Texto presentado:
Historia del Palacio San Jacinto 1.920 - 1.970

Historia del Palacio San Jacinto    1.920 - 1.970

Dos rematadores sin estirpe, Natalio Scalise, de Buenos Aires, y Osvaldo Scardino, del partido de Rojas, a 250 kilómetros de la Capital Federal, bajaban el martillo, el sábado 20, sobre el casco de la estancia San Jacinto, que a principios de este siglo acumulaba nada menos que unas 70.000 hectáreas; un feudo legendario que perteneció a Ángel Torcuato de Alvear y su esposa, María Unzué, y que se ha ido parcelando como tantas heredades.

De ese legado quedó en pie un suntuoso castillo, una capilla dedicada a la Inmaculada Concepción, estatuas, mármoles, vitraux, arañas, una boiserie, montureros, herrajes, fuentes y una que otra silla polvorienta; las construcciones se demolerán, pero los objetos abonaron una invasión de cazadores de chucherías para los que Scalise hizo tender un asado con 500 kilos de carne.

Datos registrados:
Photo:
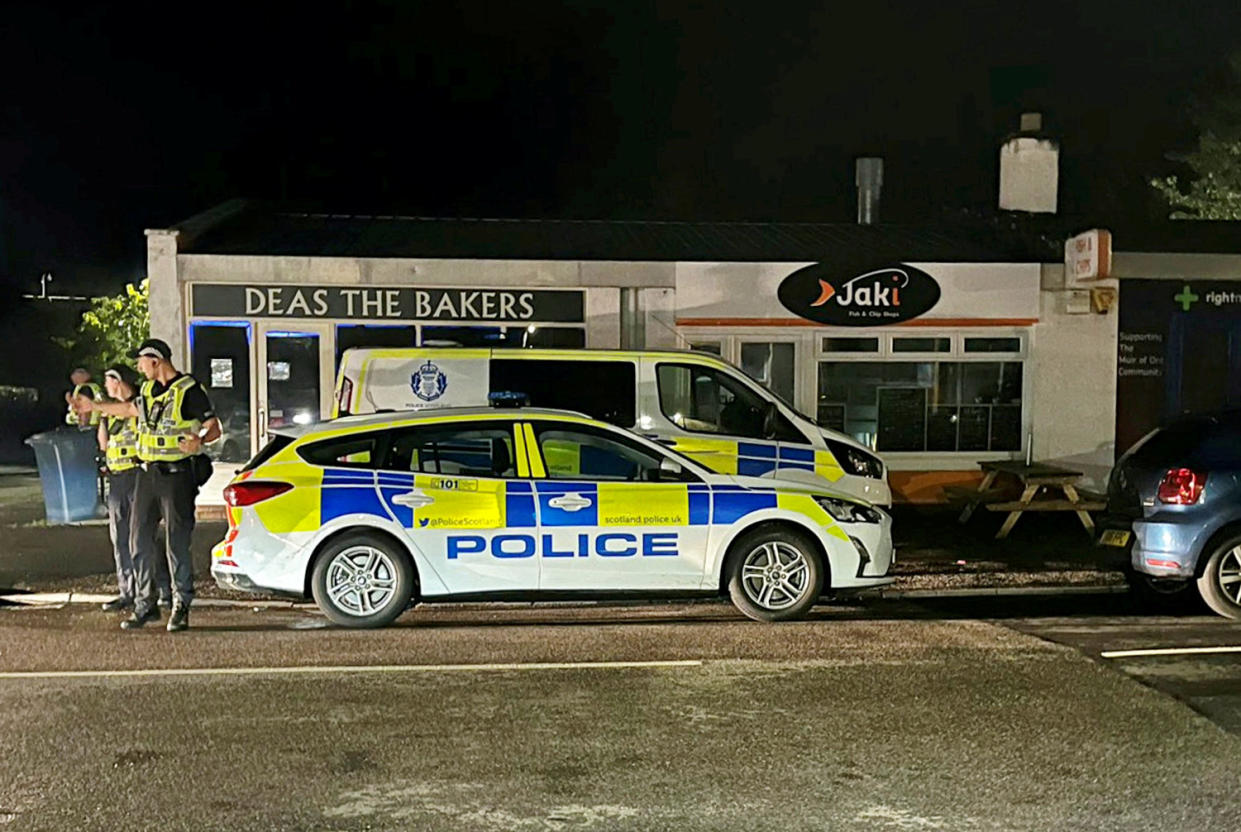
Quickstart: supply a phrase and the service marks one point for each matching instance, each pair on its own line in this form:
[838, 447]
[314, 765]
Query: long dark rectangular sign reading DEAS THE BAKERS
[387, 304]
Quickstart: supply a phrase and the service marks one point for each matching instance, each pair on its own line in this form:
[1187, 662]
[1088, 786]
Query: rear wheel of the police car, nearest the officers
[362, 582]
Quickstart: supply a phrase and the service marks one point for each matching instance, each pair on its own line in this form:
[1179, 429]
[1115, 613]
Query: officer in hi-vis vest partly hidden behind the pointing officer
[119, 440]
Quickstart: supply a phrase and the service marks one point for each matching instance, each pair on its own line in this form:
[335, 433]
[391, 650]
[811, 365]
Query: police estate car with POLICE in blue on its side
[372, 515]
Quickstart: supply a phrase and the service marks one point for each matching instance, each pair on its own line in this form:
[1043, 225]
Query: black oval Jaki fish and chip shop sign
[872, 299]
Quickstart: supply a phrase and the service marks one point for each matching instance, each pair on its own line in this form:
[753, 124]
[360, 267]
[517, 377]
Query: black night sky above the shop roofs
[127, 117]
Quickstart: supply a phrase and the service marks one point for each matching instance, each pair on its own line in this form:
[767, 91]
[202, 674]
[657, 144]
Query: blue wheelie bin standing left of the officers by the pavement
[69, 475]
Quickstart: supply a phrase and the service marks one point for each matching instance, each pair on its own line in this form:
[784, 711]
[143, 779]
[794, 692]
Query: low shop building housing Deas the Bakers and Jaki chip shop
[260, 305]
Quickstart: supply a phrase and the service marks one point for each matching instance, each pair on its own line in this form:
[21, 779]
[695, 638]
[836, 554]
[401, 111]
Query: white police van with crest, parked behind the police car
[694, 403]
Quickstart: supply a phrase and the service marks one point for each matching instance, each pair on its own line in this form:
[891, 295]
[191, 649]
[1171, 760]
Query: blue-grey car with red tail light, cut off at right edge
[1175, 500]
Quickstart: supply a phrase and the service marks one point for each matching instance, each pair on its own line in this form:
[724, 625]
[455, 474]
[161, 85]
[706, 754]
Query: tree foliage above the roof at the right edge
[1214, 192]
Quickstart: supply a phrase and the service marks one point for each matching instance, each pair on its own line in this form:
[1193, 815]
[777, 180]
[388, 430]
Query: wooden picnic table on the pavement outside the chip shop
[1036, 477]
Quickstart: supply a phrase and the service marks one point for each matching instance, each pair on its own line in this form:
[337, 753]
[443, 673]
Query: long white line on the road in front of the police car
[344, 669]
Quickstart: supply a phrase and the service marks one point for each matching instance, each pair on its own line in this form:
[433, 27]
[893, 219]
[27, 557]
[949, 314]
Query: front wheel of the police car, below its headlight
[775, 576]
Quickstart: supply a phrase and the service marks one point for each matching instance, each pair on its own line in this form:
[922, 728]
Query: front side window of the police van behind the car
[704, 400]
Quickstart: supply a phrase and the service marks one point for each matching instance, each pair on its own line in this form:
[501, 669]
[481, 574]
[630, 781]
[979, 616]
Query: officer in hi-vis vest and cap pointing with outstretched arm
[174, 422]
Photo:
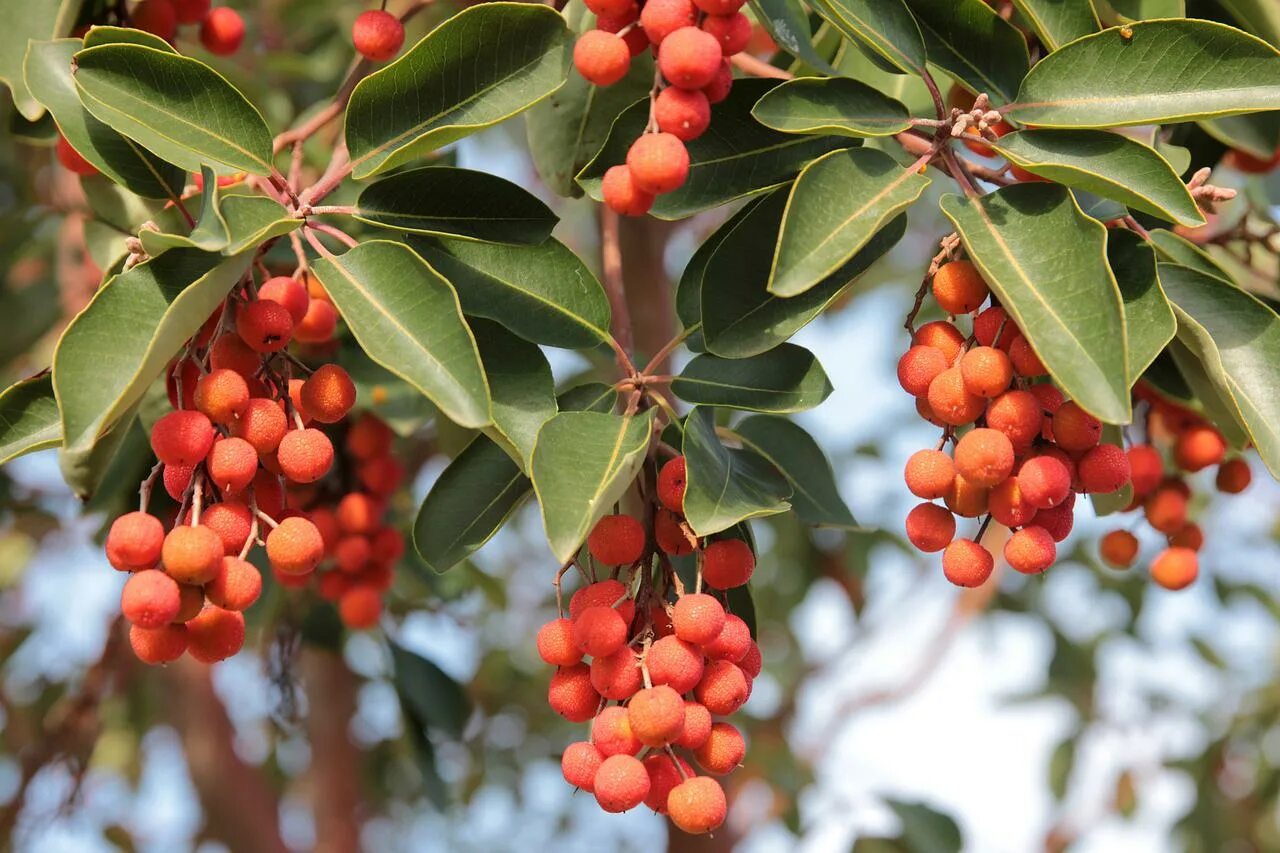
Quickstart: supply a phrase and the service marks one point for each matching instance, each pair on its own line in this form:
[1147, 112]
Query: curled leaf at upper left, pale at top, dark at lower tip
[49, 77]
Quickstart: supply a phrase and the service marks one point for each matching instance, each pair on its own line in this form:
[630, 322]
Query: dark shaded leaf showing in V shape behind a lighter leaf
[740, 317]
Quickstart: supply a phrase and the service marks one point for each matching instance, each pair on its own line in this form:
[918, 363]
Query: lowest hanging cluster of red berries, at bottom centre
[664, 664]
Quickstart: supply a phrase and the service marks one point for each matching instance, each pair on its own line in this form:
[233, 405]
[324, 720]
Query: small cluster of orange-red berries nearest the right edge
[1164, 500]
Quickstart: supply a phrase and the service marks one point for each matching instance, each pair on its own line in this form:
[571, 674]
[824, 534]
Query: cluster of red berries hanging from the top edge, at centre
[694, 40]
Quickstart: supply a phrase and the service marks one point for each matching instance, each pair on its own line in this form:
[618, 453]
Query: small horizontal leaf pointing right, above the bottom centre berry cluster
[784, 380]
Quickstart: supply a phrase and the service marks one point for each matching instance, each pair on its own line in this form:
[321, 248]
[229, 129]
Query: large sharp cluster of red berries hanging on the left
[240, 430]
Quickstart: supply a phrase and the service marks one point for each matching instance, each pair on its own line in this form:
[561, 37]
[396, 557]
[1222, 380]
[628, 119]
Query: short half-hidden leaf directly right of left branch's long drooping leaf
[522, 385]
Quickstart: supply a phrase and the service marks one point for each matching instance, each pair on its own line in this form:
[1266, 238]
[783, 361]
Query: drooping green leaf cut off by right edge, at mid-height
[1238, 341]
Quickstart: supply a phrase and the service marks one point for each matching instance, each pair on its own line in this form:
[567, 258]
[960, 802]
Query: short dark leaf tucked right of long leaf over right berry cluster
[1149, 320]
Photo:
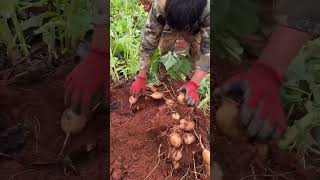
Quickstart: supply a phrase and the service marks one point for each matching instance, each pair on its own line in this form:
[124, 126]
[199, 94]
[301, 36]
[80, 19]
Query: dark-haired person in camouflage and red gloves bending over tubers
[172, 24]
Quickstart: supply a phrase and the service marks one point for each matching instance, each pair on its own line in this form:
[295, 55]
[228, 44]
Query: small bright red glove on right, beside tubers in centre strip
[191, 91]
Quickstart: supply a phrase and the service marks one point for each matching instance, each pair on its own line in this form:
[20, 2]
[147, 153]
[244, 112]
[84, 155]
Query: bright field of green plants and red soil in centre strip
[140, 133]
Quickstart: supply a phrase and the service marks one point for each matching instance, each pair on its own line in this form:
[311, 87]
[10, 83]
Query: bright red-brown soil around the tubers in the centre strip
[135, 139]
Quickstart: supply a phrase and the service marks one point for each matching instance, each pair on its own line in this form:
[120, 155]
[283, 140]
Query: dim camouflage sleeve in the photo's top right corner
[299, 15]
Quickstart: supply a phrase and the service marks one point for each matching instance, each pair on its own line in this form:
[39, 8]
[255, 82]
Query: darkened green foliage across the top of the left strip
[65, 21]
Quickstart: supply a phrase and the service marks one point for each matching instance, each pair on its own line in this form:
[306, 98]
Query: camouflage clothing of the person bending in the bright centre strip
[159, 34]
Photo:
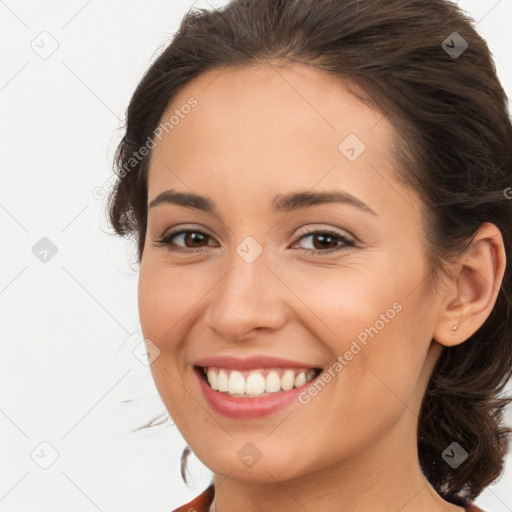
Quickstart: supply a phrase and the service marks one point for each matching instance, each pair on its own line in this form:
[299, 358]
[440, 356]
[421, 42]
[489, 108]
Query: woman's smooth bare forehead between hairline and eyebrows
[285, 125]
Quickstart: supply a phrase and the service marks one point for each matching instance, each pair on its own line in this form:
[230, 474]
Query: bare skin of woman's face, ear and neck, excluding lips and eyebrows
[272, 129]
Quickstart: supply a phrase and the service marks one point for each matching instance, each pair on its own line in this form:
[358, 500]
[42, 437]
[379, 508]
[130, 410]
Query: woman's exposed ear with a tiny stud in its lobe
[473, 288]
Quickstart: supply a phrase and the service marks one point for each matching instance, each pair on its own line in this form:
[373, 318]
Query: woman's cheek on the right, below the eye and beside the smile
[376, 318]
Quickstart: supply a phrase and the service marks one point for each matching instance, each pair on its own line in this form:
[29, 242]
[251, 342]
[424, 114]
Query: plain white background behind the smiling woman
[69, 325]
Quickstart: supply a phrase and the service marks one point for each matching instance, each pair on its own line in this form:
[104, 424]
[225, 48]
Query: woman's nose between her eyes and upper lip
[248, 297]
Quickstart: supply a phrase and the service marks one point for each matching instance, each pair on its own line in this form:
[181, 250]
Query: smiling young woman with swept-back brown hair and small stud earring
[320, 194]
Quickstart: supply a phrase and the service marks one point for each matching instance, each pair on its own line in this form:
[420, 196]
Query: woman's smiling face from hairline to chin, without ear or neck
[338, 285]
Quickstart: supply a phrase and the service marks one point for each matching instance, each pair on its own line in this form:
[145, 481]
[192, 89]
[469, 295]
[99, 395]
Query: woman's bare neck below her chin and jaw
[386, 477]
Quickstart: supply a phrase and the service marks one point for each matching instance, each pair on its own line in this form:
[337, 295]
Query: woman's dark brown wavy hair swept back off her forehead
[453, 144]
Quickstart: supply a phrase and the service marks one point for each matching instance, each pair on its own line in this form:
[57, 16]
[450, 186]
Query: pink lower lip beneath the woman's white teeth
[236, 407]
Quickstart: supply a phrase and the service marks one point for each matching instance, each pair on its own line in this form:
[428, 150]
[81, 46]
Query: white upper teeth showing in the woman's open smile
[255, 383]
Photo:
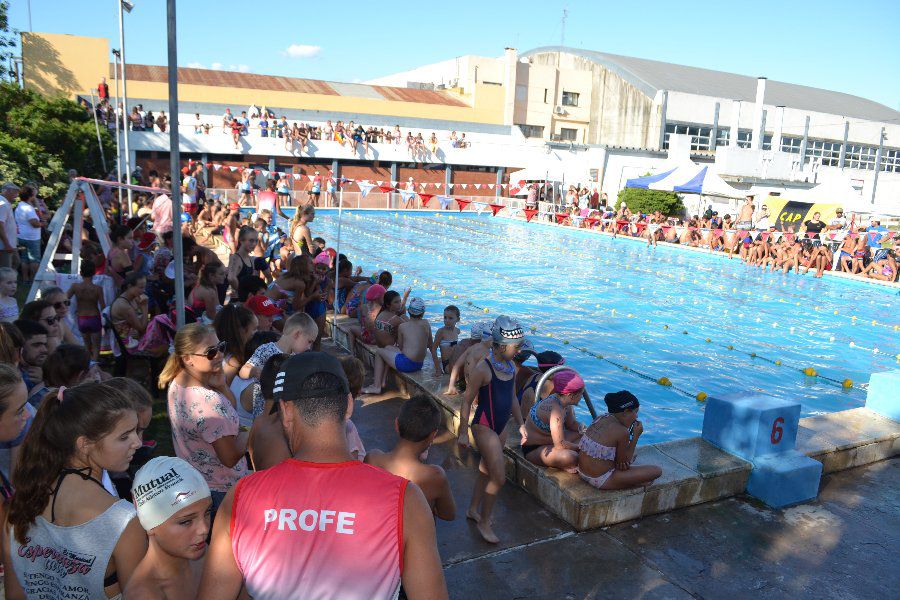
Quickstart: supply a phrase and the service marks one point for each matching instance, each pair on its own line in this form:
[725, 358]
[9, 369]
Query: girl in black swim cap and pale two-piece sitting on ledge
[606, 451]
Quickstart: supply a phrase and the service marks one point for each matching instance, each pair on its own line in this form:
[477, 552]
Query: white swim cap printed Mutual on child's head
[164, 486]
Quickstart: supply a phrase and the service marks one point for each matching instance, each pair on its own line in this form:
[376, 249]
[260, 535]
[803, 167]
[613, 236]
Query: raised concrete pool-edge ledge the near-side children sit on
[694, 471]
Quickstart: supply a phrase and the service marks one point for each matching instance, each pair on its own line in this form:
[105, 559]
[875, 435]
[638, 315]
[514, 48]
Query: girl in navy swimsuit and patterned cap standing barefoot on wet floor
[492, 381]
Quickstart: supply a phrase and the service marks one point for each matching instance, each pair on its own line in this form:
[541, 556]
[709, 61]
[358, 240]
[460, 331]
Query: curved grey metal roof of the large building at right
[649, 76]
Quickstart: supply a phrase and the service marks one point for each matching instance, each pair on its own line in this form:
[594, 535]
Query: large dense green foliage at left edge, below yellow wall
[42, 138]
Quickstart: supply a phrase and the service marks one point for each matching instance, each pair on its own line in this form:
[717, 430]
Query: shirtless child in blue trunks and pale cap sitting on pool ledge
[408, 356]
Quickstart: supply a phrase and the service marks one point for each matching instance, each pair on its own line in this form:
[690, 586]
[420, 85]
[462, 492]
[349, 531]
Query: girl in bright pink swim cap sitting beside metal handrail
[552, 430]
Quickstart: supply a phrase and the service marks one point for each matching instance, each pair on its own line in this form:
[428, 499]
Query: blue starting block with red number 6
[763, 430]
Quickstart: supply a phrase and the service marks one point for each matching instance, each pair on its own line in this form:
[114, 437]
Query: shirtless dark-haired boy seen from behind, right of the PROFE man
[417, 425]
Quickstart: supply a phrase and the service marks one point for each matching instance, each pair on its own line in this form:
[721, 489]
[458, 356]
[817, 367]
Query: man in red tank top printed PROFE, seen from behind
[320, 524]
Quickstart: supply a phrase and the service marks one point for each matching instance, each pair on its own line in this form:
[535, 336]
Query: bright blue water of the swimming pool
[632, 305]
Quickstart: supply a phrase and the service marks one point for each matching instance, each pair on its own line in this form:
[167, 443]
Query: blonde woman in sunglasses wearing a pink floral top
[205, 428]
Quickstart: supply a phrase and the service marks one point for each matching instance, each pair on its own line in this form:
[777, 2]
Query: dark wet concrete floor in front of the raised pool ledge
[840, 546]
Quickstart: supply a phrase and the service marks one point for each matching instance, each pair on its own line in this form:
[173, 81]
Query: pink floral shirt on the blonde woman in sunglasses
[199, 416]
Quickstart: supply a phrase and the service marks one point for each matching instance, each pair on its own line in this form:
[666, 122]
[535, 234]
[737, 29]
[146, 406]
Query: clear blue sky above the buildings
[844, 46]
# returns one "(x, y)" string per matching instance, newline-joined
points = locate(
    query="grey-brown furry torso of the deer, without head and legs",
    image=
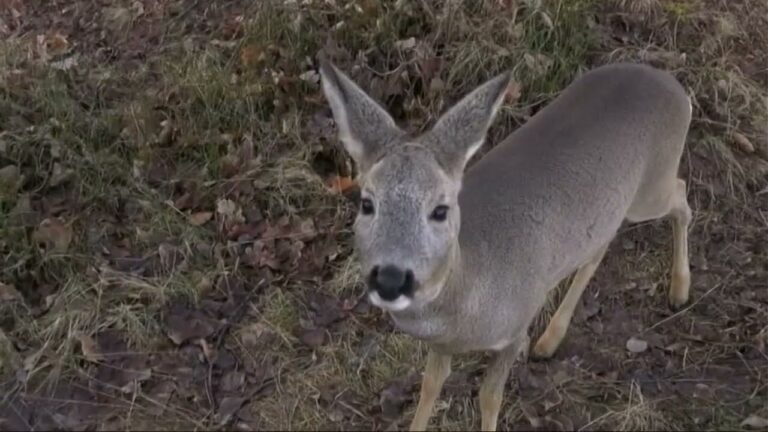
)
(549, 197)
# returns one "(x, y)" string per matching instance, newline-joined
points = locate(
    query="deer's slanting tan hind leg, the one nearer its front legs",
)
(561, 320)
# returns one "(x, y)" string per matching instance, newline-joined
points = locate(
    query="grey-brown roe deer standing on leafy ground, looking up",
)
(464, 260)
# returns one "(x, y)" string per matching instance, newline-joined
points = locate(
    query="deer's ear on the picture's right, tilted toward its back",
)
(461, 131)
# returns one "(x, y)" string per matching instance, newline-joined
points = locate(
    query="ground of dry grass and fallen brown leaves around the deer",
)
(175, 215)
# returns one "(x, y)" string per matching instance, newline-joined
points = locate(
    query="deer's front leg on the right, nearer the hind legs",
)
(492, 388)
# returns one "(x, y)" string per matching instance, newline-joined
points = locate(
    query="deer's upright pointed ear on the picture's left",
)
(364, 126)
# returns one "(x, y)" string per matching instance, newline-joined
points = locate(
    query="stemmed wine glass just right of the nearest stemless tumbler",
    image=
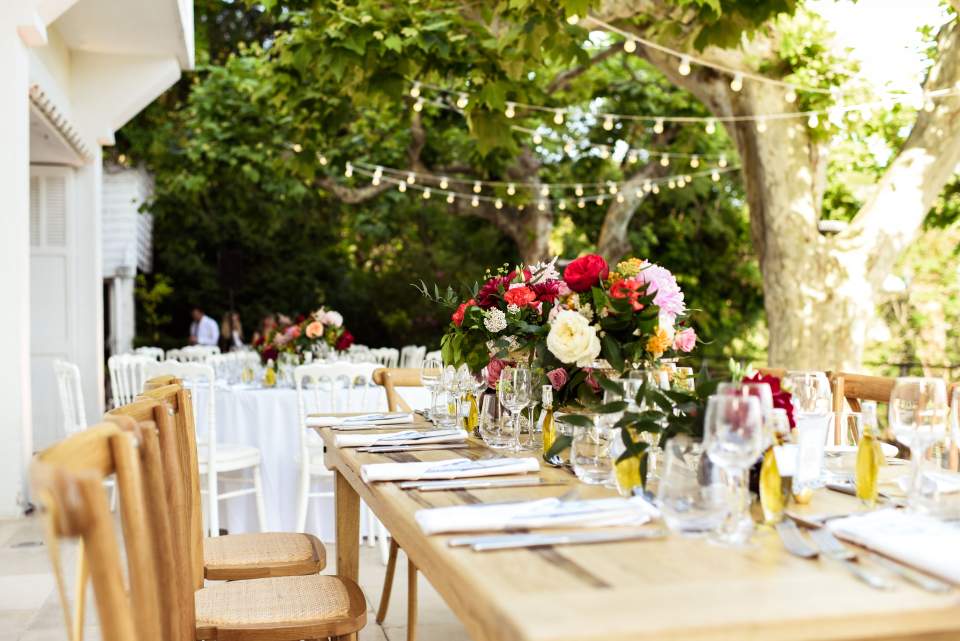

Instrucciones:
(a) Según el texto sobre el Palacio San Jacinto, ¿cuántas hectáreas acumulaba la estancia a principios de siglo?
(b) ¿Concuerdan con el texto sobre el Palacio San Jacinto estas afirmaciones? Responde sí o no a cada una y cita las palabras exactas del texto que lo deciden. (i) Natalio Scalise era de Buenos Aires. (ii) La capilla estaba dedicada a San Jacinto. (iii) Las construcciones iban a conservarse.
(c) Traduce al inglés esta oración del texto sobre el Palacio San Jacinto: «De ese legado quedó en pie un suntuoso castillo, una capilla dedicada a la Inmaculada Concepción, estatuas, mármoles, vitraux, arañas, una boiserie, montureros, herrajes, fuentes y una que otra silla polvorienta; las construcciones se demolerán, pero los objetos abonaron una invasión de cazadores de chucherías para los que Scalise hizo tender un asado con 500 kilos de carne.»
Los registros no guardan relación alguna con el texto.

Respuestas por tarea:
(a) Unas 70.000 hectáreas.

(b)
(i) Sí: «Natalio Scalise, de Buenos Aires».
(ii) No: «una capilla dedicada a la Inmaculada Concepción».
(iii) No: «las construcciones se demolerán».

(c) Of that legacy there remained standing a sumptuous castle, a chapel dedicated to the Immaculate Conception, statues, marbles, stained-glass windows, chandeliers, a boiserie, saddle racks, ironwork fittings, fountains and the odd dusty chair; the buildings will be demolished, but the objects fed an invasion of knickknack hunters for whom Scalise had a barbecue laid out with 500 kilos of meat.